→ DIRECTIONS FOR THIS TASK: Copy every line of the records below that contains the word "hillside".

→ DATA ENTRIES:
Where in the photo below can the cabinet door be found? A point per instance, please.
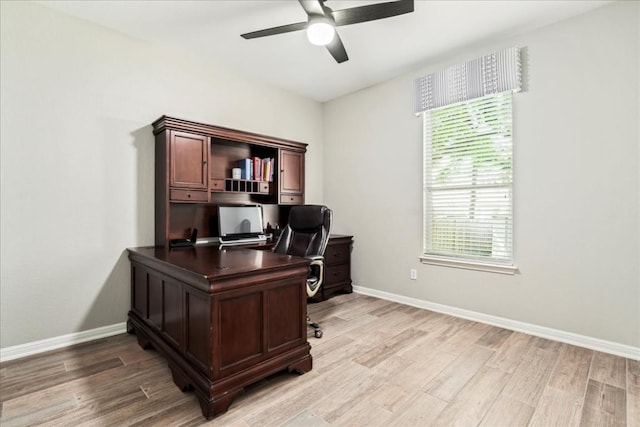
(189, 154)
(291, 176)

...

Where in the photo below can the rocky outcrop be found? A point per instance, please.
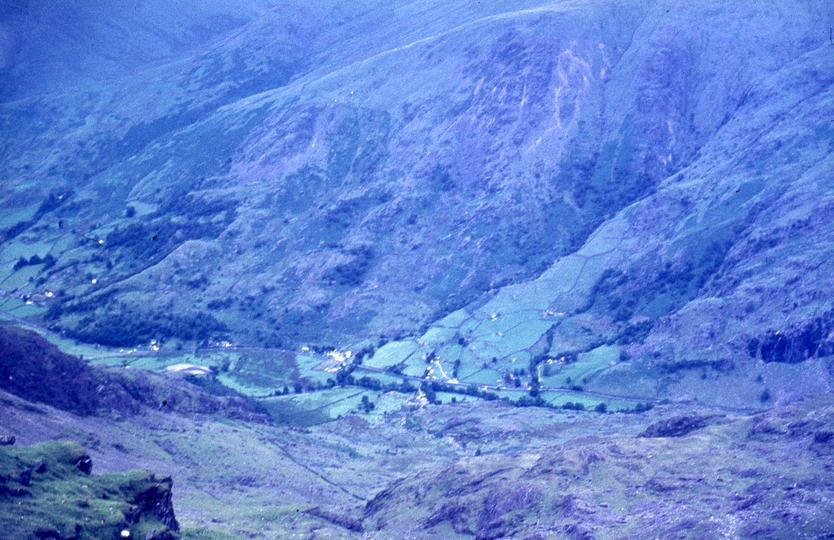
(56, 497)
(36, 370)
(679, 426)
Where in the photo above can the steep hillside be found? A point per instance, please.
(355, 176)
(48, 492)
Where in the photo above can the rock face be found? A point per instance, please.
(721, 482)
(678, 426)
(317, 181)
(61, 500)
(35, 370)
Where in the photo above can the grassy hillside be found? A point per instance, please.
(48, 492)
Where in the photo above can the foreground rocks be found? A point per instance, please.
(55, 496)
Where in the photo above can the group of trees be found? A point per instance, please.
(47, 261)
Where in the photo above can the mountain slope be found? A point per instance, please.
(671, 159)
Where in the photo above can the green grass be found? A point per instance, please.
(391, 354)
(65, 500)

→ RESPONSE TO THIS EXERCISE:
Where in the photo above can the steep hillside be found? A point per instance, please.
Where in the photo above can the grassy hillside be found? A point per instance, please.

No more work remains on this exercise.